- PROMPT
Retype the whole listing verbatim and keep the pictures out of it.
* Start *
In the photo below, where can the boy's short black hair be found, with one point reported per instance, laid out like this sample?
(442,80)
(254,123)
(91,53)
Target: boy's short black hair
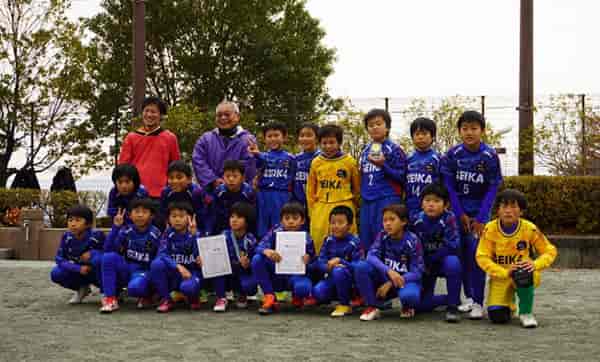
(378,112)
(436,189)
(126,170)
(81,211)
(234,165)
(331,130)
(275,126)
(181,205)
(313,126)
(423,124)
(247,211)
(143,202)
(343,210)
(180,166)
(162,107)
(292,208)
(399,209)
(509,195)
(471,117)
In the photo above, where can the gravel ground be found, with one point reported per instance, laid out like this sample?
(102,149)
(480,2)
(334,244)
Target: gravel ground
(37,324)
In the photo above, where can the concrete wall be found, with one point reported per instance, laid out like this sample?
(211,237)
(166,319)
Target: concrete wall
(573,251)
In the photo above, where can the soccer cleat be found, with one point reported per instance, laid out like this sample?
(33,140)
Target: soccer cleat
(452,315)
(78,296)
(144,302)
(269,304)
(341,311)
(528,321)
(177,297)
(466,306)
(165,306)
(109,305)
(371,313)
(407,312)
(242,302)
(476,311)
(203,296)
(220,305)
(310,301)
(195,304)
(282,296)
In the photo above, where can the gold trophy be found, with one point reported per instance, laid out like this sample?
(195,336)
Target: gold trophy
(376,151)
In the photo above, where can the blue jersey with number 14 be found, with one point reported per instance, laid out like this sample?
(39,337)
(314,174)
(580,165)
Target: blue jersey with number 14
(423,169)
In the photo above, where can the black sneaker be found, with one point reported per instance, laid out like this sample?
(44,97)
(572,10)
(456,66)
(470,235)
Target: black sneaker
(452,315)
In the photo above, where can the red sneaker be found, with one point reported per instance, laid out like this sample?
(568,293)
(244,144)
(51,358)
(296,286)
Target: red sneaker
(269,304)
(144,302)
(165,306)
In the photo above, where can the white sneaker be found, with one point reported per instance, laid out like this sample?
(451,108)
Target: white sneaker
(370,314)
(466,306)
(476,311)
(230,296)
(220,305)
(83,292)
(528,321)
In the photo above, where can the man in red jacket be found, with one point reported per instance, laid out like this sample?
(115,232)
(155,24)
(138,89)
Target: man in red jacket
(150,148)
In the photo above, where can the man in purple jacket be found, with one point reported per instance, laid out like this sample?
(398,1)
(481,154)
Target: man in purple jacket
(229,141)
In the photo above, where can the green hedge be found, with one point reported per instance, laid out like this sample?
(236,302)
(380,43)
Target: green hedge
(54,204)
(561,204)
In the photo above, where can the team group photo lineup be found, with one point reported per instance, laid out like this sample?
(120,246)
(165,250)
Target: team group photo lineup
(259,226)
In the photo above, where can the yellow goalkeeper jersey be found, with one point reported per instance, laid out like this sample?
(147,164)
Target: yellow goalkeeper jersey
(497,251)
(332,180)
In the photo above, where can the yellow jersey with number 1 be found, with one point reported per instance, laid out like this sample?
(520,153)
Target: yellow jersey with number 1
(332,180)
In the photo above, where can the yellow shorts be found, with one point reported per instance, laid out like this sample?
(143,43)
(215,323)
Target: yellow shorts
(502,291)
(319,221)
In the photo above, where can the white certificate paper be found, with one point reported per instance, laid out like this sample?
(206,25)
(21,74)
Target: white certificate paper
(291,245)
(215,257)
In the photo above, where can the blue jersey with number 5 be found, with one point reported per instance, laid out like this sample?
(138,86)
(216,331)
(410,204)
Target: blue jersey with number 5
(379,182)
(471,174)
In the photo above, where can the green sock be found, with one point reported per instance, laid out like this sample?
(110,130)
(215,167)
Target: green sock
(525,300)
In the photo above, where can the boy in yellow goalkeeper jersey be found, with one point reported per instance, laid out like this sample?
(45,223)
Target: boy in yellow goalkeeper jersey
(333,181)
(513,252)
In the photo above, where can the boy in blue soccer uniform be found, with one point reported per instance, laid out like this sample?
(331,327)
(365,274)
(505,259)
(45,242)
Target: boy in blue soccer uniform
(471,173)
(277,169)
(263,263)
(128,252)
(79,256)
(307,140)
(339,252)
(393,268)
(437,228)
(423,164)
(382,167)
(126,179)
(232,191)
(180,188)
(241,245)
(176,266)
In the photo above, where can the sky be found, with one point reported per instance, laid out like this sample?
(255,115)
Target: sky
(390,48)
(393,48)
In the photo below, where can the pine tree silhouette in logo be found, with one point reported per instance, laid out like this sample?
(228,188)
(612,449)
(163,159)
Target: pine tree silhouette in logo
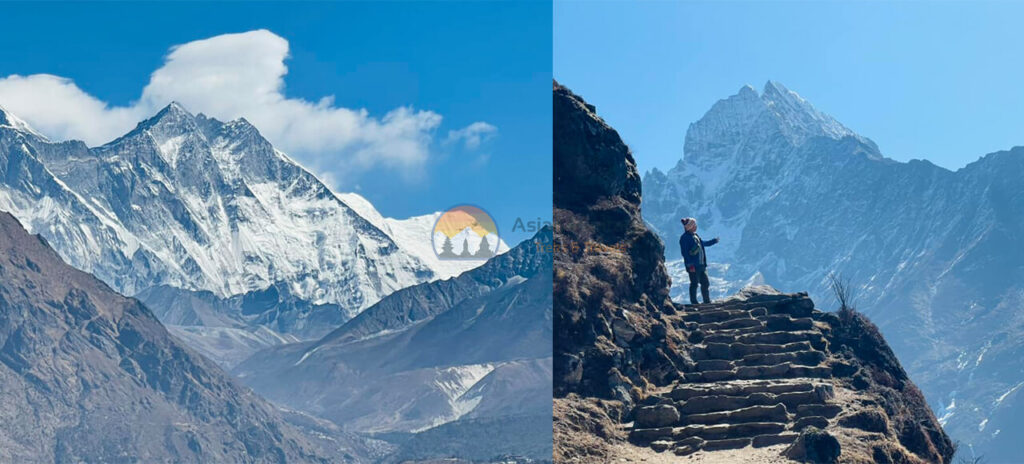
(484,250)
(465,249)
(446,251)
(466,221)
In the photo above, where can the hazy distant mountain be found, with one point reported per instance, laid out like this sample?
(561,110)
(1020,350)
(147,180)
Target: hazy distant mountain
(795,195)
(474,347)
(213,227)
(87,375)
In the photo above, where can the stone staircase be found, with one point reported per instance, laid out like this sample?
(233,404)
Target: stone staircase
(761,375)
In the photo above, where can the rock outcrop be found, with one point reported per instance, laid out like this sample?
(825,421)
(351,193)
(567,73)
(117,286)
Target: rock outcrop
(759,376)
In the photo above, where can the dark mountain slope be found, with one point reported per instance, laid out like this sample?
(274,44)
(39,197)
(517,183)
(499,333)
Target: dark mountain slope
(89,375)
(760,377)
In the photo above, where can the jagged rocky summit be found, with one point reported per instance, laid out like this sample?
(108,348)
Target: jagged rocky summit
(757,377)
(934,253)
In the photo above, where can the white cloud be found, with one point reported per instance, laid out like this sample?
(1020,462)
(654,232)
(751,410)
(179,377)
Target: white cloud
(228,77)
(473,134)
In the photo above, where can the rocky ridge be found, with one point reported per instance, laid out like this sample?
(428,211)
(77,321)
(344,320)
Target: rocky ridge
(760,373)
(933,252)
(767,367)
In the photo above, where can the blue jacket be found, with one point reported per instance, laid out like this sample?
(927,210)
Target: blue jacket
(692,249)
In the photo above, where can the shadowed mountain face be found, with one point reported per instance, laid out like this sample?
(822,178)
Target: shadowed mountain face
(436,360)
(933,253)
(87,375)
(609,275)
(760,377)
(187,207)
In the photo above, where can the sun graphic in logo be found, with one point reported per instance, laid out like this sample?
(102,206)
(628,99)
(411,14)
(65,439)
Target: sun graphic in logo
(465,231)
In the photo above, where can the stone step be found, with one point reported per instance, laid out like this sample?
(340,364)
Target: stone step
* End *
- EXERCISE ANSWER
In the photo below, where can the boy's short black hair be found, with one point reported per instance, laid out like this sample?
(442,80)
(254,123)
(91,53)
Target: boy's short black hair
(378,112)
(436,189)
(126,170)
(81,211)
(234,165)
(331,130)
(275,126)
(181,205)
(313,126)
(423,124)
(247,211)
(143,202)
(343,210)
(180,166)
(162,107)
(292,208)
(399,209)
(509,195)
(471,117)
In the photo above, where can the gravel ground be found, with one point reported per instance, laid out like this sample?
(102,149)
(480,2)
(334,244)
Target: gravel ground
(37,324)
In the photo above, where can the concrete wall be found, with one point reported per instance, laid out like this sample?
(211,237)
(166,319)
Target: concrete wall
(573,251)
In the photo above, where can the soccer cleat be found, with one point reported per instance, laid out like this sample?
(33,140)
Target: soccer cleat
(452,315)
(78,296)
(144,302)
(269,304)
(341,311)
(528,321)
(177,297)
(466,306)
(165,306)
(109,305)
(371,313)
(407,312)
(242,302)
(476,311)
(203,296)
(220,305)
(310,301)
(195,304)
(282,296)
In the photo above, where can the gold trophy be found, with one point reported per instance, laid out like this sample?
(195,336)
Target: gold trophy
(376,151)
In the photo above, where can the blue jersey with number 14 be found, with one point reported per instance, laid out like this sample?
(39,337)
(314,174)
(580,165)
Target: blue jersey with number 14
(423,169)
In the photo above, where can the black sneaker be found, with one point reported per instance, laid out like this sample?
(44,97)
(572,10)
(456,66)
(470,235)
Target: black sneaker
(452,315)
In the photo above, where can the red sneaker be found, with one point reported per instance, laid out like this sample?
(568,293)
(244,144)
(51,358)
(296,286)
Target: red sneaker
(269,304)
(144,302)
(165,306)
In the photo above, where can the white sneaker be found, with one point reported per instance, laid out like this sample?
(451,108)
Target: white sneaker
(370,314)
(466,306)
(476,311)
(230,296)
(220,305)
(83,292)
(528,321)
In the photo above, where can the man in red jacket be found, with one point reported per instance, laid out like this sample?
(115,232)
(155,24)
(138,89)
Target: man in red jacket
(150,148)
In the photo above, where can the man in purple jacket be found, with one point reported per instance, laid out like this sample?
(398,1)
(481,154)
Target: man in purple jacket
(229,141)
In the photo above, where can the green hedge be found, with one point reported per instance, laid out like this sample?
(236,302)
(380,43)
Target: green hedge
(54,204)
(561,204)
In the photo above, where can the team group photo lineup be found, with one point reported per instance, laid out like this sample?
(120,246)
(165,250)
Target: team group photo lineup
(259,226)
In the photo above, where can the yellow goalkeeper jersey be found, with one point reported per instance, laid out like this sample?
(147,164)
Target: yellow goalkeeper jersey
(497,251)
(332,180)
In the photo above, where can the yellow jersey with number 1 be found, with one point reported per instance, laid out like this sample?
(520,153)
Target: yellow jersey with number 1
(332,180)
In the photo above, where can the yellow shorts be found, with one point reported per instance, laid out like this sample?
(143,43)
(215,323)
Target: yellow shorts
(502,291)
(319,221)
In the photo above, where can the white certificate paper be found, with one point reported per instance, laid out like this sample?
(206,25)
(21,74)
Target: white certificate paper
(291,245)
(215,257)
In the photo above, where can the blue jersey with number 5 be found, with one point reported per instance, laid out like this sample?
(138,86)
(216,331)
(410,204)
Target: blue jersey with number 5
(379,182)
(471,174)
In the photo above, where can the green sock be found, with one point reported per instance, laid out like this sample?
(110,130)
(215,167)
Target: green sock
(525,300)
In the photo above, where can the boy in yellow goalkeeper jersey be found, with one point reported per instance, laid out like this sample?
(45,223)
Target: boy in yellow goalkeeper jersey
(333,181)
(513,252)
In the photo above, where can the boy in blue soccer uniform be found, with one point reported per instance, laid out like this sample?
(331,327)
(365,274)
(505,259)
(45,242)
Target: boy in blue soccer uniform
(471,173)
(277,169)
(263,263)
(128,252)
(79,256)
(307,140)
(339,252)
(393,268)
(437,228)
(423,164)
(382,167)
(126,179)
(232,191)
(180,188)
(241,245)
(176,266)
In the photo above, where can the sky be found, with one point reported per instance, laid out like this sample?
(255,115)
Target: sky
(390,48)
(393,48)
In the photo below, where can the pine tree silhouette in logo be found, with one point reported per instance, laid out like this sample?
(228,188)
(612,449)
(163,159)
Target: pine tree silhouette in logo
(484,250)
(465,249)
(446,251)
(466,221)
In the photo above, where can the hazy distant mountain be found, with one point reported per instance, laid out like this sample?
(561,110)
(1020,350)
(147,180)
Target: hazy distant mountain
(795,195)
(474,347)
(213,227)
(87,375)
In the photo above, where can the stone staircase be found, with one point reported per instance, laid out like this sample?
(233,404)
Target: stone staircase
(761,375)
In the photo above, where can the rock outcrop be found, with one point reported per instance, laid out like this sample?
(825,421)
(351,193)
(567,73)
(117,286)
Target: rock outcrop
(759,376)
In the photo above, where can the dark mountain slope be found, with one point reported per instance, laid out like this sample?
(274,44)
(39,197)
(517,183)
(499,333)
Target: dark mountain slope
(89,375)
(760,377)
In the photo above, where can the jagged rocky summit be found, with one point reported per instance, laid out like this sample?
(108,348)
Target: jagged rocky summit
(757,377)
(934,253)
In the photo above, where can the white cloud be found, with one point reported per instance, laid out like this sample?
(1020,462)
(654,232)
(751,410)
(179,377)
Target: white cloud
(228,77)
(473,134)
In the photo above, where can the rocky ridge be found, with one point reported per instance, laid out like this sample?
(428,211)
(77,321)
(344,320)
Target: rocky ridge
(760,373)
(933,252)
(767,367)
In the photo above, where can the blue jacket be found, with one point reported per instance, laid out like this sample?
(927,210)
Target: blue jacket
(692,249)
In the photo above, where can the shadowed mountain face be found, with one point reported per instance, laid out like this sample?
(822,178)
Target: shadowed mountain face
(436,360)
(933,253)
(87,375)
(609,275)
(760,377)
(187,207)
In the photo above, where can the sun graphic in logo be found, with one point reported per instance, laid out like this sample?
(102,206)
(628,99)
(411,14)
(65,439)
Target: sun graphic in logo
(465,231)
In the photo above, where can the stone step be found, with one point reported per instance, laid out like this sample?
(340,364)
Target: stone step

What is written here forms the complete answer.